■ **TASK OBJECTIVE**
Please reproduce word for word the passage of the NBC–Universal merger article below, starting at "Unlike Fox and" and ending at "or satellite industry.".

■ **PROVIDED TEXT**
════

Unlike Fox and its parent company News Corp., Wright said that NBC would be very happy to specialize in programming and not invest in distribution. Fox wants to merge with satellite provider DirecTV, theorizing that a balance of content and distribution businesses will immunize the company from downturns on either end. Wright rejected that, saying that NBC wasn't in the theater business or the cable or satellite industry.

"If you have the right content and the right marketing skill to exploit it, I think you can be very successful," he said.

The merger still has to be approved by the Federal Communications Commission and the U.S. Department of Justice plus, since Universal is now owned by Vivendi, by regulators in Europe. NBC expects the merger to be complete by the end of the second quarter. The deal calls for the new company to be 80% owned by GE and 20% by Vivendi, with options for GE to buy complete ownership within the next five years.

Wright acknowledged that there were still some organizational issues to work out with the combined company, including where to place some of the TV assets. Universal's cable TV assets include USA Network, Sci-Fi Channel and Trio. It would join NBC's array of other broadcast and cable networks, including Telemundo, CNBC, MSNBC and the recently acquired Bravo.

NBC thinks it's possible for the merger to be completed by the second quarter, which Wright said would allow it to come to the next upfront negotiations with more assets.

"We'd love to go to that market with a combined company," Wright said.

════

■ **INFORMATION GIVEN**
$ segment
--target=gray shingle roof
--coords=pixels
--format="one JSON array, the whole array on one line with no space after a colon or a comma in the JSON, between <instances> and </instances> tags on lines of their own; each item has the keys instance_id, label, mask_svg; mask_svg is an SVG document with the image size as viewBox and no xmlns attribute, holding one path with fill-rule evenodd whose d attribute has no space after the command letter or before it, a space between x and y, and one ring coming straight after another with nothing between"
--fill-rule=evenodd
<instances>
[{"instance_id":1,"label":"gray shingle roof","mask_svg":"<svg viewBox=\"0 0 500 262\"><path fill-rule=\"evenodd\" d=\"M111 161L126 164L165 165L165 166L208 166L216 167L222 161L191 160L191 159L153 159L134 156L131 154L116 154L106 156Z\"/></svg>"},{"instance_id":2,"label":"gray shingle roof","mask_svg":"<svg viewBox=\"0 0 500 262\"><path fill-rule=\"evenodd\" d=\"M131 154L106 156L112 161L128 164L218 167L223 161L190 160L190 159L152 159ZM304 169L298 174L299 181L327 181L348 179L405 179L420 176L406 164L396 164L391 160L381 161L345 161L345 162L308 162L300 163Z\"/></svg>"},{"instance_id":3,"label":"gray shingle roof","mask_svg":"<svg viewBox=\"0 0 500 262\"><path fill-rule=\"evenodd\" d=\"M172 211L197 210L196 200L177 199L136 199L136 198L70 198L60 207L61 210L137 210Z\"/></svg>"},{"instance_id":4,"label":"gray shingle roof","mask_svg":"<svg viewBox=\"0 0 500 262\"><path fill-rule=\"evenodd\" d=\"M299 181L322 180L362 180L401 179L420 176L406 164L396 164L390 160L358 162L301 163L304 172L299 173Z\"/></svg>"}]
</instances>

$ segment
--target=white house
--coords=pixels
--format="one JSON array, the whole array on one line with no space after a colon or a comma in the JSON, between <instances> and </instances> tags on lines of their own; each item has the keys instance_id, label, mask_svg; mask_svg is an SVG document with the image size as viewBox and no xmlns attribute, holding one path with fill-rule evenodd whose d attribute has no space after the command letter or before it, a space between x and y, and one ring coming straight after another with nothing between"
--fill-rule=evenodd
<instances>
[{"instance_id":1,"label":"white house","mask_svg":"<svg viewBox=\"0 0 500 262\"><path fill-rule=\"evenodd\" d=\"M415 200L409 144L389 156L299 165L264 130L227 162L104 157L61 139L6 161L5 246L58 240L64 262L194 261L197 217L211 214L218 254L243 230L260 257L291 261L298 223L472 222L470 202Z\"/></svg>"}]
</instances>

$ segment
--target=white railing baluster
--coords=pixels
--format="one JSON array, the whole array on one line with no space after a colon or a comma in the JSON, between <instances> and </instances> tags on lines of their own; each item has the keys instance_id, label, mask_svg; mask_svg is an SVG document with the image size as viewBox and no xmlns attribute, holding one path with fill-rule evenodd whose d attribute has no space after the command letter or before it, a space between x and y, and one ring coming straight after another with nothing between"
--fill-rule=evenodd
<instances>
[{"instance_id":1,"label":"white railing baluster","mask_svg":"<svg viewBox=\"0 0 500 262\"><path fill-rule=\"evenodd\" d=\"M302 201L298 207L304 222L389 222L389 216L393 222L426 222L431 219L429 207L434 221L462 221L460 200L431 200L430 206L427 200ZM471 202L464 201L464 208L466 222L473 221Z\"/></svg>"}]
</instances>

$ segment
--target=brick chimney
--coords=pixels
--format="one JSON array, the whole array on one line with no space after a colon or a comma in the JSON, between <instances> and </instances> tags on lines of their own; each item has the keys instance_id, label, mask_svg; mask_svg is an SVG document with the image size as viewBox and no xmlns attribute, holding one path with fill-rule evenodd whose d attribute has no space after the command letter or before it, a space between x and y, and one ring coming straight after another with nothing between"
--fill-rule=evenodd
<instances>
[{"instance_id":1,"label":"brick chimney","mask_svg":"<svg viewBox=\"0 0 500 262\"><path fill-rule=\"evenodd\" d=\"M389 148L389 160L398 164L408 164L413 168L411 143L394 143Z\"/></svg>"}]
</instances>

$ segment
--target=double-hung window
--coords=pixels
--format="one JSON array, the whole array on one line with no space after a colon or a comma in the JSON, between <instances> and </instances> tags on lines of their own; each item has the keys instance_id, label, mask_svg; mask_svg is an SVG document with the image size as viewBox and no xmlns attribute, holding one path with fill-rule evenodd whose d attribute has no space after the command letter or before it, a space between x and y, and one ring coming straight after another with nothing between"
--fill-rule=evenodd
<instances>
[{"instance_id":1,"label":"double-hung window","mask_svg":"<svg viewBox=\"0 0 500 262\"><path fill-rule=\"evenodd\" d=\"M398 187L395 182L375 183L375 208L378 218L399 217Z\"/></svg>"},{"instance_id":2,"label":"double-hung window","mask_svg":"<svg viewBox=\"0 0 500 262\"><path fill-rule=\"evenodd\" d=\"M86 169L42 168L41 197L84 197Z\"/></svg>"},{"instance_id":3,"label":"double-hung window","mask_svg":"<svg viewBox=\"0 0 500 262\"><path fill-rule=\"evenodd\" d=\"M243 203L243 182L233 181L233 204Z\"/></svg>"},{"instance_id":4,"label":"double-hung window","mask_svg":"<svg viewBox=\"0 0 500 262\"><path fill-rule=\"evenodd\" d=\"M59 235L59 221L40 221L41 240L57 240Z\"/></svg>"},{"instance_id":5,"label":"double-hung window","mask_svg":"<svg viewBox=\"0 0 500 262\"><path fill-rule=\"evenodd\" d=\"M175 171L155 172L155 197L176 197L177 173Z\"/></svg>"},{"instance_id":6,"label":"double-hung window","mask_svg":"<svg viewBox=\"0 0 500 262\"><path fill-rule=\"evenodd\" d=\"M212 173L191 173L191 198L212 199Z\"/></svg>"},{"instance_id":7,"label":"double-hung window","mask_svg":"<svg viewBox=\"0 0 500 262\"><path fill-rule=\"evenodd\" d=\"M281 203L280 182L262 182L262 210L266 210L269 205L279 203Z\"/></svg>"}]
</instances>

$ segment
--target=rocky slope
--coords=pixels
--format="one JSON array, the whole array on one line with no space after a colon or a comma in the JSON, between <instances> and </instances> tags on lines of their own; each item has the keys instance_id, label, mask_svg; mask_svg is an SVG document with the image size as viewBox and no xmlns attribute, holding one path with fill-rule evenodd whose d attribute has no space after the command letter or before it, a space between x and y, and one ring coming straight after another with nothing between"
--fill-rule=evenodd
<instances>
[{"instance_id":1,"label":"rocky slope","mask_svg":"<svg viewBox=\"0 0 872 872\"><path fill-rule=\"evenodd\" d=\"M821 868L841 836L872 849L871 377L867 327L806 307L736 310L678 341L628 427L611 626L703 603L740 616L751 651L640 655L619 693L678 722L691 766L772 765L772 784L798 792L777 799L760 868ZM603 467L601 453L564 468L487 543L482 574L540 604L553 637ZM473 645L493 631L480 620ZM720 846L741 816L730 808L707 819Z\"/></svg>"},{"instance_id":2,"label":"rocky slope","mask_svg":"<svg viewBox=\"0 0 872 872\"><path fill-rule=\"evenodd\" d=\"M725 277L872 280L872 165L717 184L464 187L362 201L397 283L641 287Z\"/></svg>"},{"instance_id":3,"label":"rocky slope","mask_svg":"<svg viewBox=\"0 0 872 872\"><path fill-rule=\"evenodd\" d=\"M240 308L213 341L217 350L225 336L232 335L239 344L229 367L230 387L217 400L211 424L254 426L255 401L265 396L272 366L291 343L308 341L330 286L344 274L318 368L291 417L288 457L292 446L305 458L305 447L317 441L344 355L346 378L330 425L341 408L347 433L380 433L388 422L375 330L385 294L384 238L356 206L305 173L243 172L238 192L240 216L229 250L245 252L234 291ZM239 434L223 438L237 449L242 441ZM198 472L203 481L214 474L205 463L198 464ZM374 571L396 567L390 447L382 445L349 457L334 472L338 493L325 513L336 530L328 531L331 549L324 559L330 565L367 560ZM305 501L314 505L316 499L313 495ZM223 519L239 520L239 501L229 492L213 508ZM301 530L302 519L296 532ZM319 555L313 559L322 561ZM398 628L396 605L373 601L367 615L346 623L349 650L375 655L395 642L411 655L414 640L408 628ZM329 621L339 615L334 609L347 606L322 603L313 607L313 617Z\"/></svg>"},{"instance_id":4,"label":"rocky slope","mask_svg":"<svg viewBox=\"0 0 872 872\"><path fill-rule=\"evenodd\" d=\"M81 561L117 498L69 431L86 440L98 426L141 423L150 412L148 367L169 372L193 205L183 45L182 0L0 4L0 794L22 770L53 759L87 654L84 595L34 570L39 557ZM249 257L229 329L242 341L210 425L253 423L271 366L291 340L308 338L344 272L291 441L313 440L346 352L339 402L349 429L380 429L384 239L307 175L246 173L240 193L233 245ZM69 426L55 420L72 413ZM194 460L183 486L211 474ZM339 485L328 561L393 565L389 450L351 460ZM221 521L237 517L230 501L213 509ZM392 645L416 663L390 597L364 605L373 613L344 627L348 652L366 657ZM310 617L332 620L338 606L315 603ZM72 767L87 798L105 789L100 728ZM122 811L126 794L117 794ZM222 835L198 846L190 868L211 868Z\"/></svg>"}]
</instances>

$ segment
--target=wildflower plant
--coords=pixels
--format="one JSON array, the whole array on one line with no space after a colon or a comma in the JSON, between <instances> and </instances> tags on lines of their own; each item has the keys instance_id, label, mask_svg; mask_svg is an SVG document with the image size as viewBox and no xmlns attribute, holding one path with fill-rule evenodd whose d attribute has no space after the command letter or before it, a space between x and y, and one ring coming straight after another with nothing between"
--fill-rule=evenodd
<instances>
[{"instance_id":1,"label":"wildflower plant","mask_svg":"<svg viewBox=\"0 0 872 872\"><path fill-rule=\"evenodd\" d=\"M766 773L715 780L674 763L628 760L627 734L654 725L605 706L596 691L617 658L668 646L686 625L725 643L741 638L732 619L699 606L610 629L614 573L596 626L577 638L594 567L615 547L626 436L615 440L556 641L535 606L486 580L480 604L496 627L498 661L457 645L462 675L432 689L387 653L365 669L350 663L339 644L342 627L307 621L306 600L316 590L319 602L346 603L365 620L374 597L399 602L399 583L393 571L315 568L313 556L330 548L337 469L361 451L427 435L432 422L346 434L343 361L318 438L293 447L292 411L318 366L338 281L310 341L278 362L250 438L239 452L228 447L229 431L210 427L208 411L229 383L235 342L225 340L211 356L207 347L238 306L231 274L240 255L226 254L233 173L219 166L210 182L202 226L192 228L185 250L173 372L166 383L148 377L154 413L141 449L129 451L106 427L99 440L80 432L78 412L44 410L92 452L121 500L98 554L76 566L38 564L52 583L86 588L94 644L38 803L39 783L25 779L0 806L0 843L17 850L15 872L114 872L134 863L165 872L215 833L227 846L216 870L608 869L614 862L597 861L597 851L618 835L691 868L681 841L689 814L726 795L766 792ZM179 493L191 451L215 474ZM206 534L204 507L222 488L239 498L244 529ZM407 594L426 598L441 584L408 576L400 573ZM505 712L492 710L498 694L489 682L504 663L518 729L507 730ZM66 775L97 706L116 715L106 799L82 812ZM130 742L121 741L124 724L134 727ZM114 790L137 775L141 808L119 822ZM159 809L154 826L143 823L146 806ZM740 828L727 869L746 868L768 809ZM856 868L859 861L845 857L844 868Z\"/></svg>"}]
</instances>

════

■ **WRITTEN RESPONSE**
Unlike Fox and its parent company News Corp., Wright said that NBC would be very happy to specialize in programming and not invest in distribution. Fox wants to merge with satellite provider DirecTV, theorizing that a balance of content and distribution businesses will immunize the company from downturns on either end. Wright rejected that, saying that NBC wasn't in the theater business or the cable or satellite industry.